Exercise details - Look for the string "rough" in the listing. Copy each line that has it.
-- The data follows --
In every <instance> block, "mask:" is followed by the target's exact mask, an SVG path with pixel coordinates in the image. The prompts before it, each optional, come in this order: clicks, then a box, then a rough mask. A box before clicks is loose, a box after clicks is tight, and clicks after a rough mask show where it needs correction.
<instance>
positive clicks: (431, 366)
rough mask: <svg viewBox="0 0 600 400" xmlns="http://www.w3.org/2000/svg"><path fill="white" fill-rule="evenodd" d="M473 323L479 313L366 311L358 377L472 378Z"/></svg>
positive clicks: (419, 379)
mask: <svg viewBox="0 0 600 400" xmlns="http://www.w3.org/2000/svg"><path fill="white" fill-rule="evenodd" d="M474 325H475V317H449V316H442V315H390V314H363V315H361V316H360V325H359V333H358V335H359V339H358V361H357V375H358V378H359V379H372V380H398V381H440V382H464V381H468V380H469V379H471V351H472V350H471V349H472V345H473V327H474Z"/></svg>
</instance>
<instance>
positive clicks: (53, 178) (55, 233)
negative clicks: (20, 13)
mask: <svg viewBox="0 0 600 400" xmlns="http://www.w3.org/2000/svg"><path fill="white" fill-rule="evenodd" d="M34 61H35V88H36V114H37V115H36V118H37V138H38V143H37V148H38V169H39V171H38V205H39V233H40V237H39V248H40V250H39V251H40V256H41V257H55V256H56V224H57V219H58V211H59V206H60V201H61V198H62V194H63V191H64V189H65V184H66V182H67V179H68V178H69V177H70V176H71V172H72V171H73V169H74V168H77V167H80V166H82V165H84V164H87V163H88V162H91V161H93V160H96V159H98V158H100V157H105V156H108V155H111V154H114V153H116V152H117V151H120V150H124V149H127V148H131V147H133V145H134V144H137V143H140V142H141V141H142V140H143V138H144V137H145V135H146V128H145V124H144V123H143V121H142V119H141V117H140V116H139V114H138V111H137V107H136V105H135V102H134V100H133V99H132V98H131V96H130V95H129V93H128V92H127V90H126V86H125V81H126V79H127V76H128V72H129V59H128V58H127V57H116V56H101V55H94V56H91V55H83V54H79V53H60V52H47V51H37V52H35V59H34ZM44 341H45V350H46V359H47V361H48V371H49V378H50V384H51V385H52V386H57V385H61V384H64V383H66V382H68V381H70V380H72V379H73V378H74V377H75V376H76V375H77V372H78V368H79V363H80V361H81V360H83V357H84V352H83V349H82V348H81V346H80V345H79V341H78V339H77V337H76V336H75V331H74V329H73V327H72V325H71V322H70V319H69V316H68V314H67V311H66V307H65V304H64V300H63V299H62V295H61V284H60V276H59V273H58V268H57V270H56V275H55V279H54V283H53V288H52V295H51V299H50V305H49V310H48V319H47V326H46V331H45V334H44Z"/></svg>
-- The data concluded --
Answer for the task -
In every <instance> block, "mask:" is followed by the target's exact mask, an SVG path with pixel coordinates in the image. The prompts before it, each optional, come in this order: clicks, then a box, then a rough mask. A box before clicks is loose, a box after clicks is tight, and clicks after a rough mask show where it needs correction.
rough mask: <svg viewBox="0 0 600 400" xmlns="http://www.w3.org/2000/svg"><path fill="white" fill-rule="evenodd" d="M473 323L479 313L366 311L358 377L472 378Z"/></svg>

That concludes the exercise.